§ TASK TO COMPLETE:
Please rewrite the entries below as a numbered list, leaving out any blank lines. Omit the pictures from your answer.
★ ★ ★ ★
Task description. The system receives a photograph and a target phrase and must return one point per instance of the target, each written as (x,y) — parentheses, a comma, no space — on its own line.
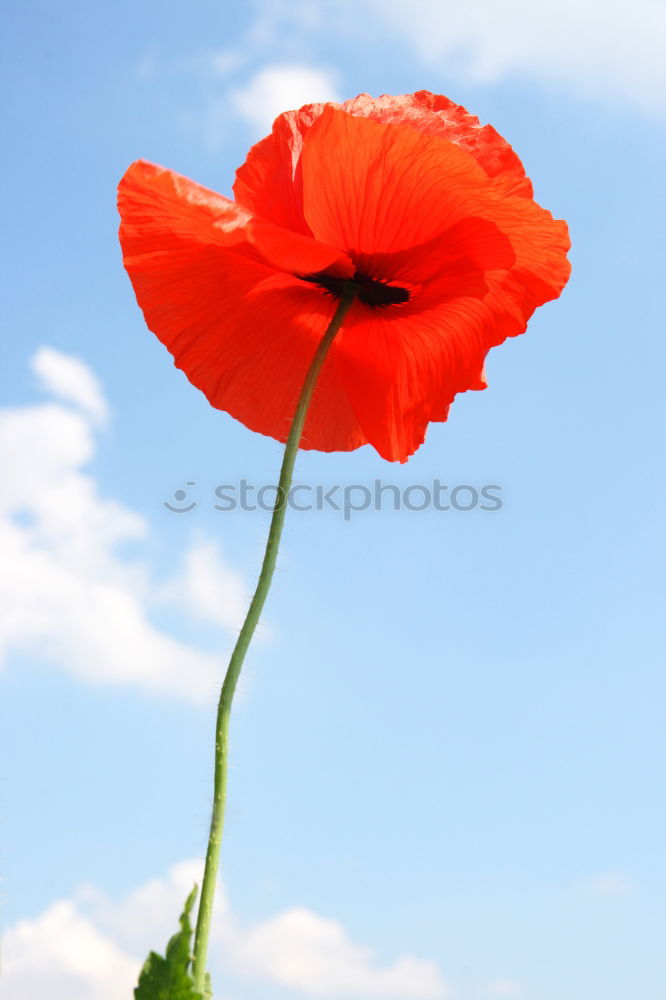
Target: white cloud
(66,594)
(69,379)
(63,956)
(207,589)
(506,988)
(301,950)
(90,948)
(281,88)
(608,49)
★ ★ ★ ★
§ EXERCISE SOLUTION:
1. Task description. The system receives a photograph and a target phrase and must return one point per instance of the target, each written as (x,y) — parentheses, a comma, no space — on its own line.
2. Target: white cloud
3. (66,594)
4. (69,379)
5. (63,956)
6. (207,589)
7. (506,988)
8. (301,950)
9. (90,948)
10. (281,88)
11. (608,49)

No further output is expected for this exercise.